Your instructions — Copy exactly the lines of the material below that run from the one containing "Note: pick out the river" through the one containing "Note: pick out the shrub". Copy no other lines.

+ + +

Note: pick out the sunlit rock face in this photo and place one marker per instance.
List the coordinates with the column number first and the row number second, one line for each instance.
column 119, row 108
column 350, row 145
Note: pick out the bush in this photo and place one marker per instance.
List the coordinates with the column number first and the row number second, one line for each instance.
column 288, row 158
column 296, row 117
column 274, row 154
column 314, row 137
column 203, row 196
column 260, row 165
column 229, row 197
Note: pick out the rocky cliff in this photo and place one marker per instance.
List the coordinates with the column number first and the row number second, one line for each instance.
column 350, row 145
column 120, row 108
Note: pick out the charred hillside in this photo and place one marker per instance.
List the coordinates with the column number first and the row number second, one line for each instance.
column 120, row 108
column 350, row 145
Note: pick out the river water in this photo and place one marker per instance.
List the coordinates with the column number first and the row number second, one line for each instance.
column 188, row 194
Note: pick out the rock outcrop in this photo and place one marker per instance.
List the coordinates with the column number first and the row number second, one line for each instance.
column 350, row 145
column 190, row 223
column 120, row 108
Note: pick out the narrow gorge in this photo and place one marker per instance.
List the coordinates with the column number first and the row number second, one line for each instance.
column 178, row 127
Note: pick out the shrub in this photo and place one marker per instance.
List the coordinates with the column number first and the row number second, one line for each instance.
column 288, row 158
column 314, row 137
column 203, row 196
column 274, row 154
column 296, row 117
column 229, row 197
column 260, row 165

+ + +

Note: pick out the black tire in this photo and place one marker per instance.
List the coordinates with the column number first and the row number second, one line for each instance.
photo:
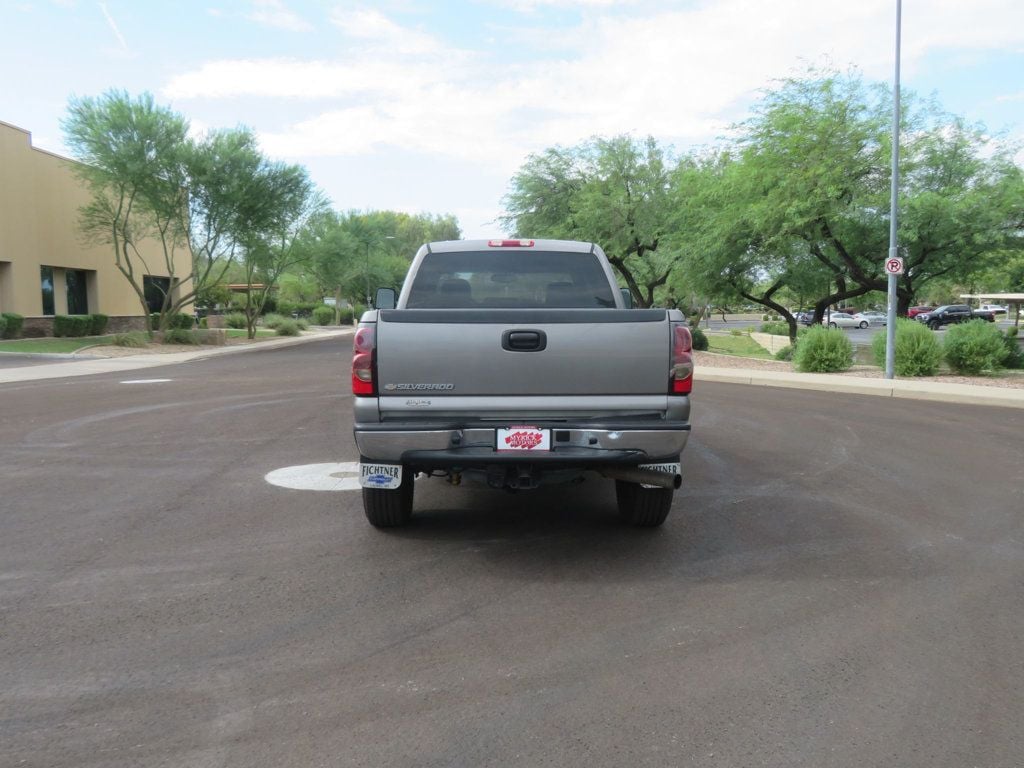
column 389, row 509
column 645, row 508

+ + +

Output below —
Note: pick out the river water in this photo and place one marker per instance.
List the coordinates with the column number first and the row number second, one line for each instance.
column 188, row 194
Note: pick out the rock outcrop in this photo and place one marker per instance.
List the coordinates with the column number first and the row number second, one line for each instance.
column 350, row 145
column 190, row 223
column 120, row 108
Note: pick out the narrow gorge in this photo and place one marker per instance.
List the coordinates with the column number first and the row number second, one line for each instance.
column 178, row 127
Note: pick out the shrub in this photo and place one marker per instance.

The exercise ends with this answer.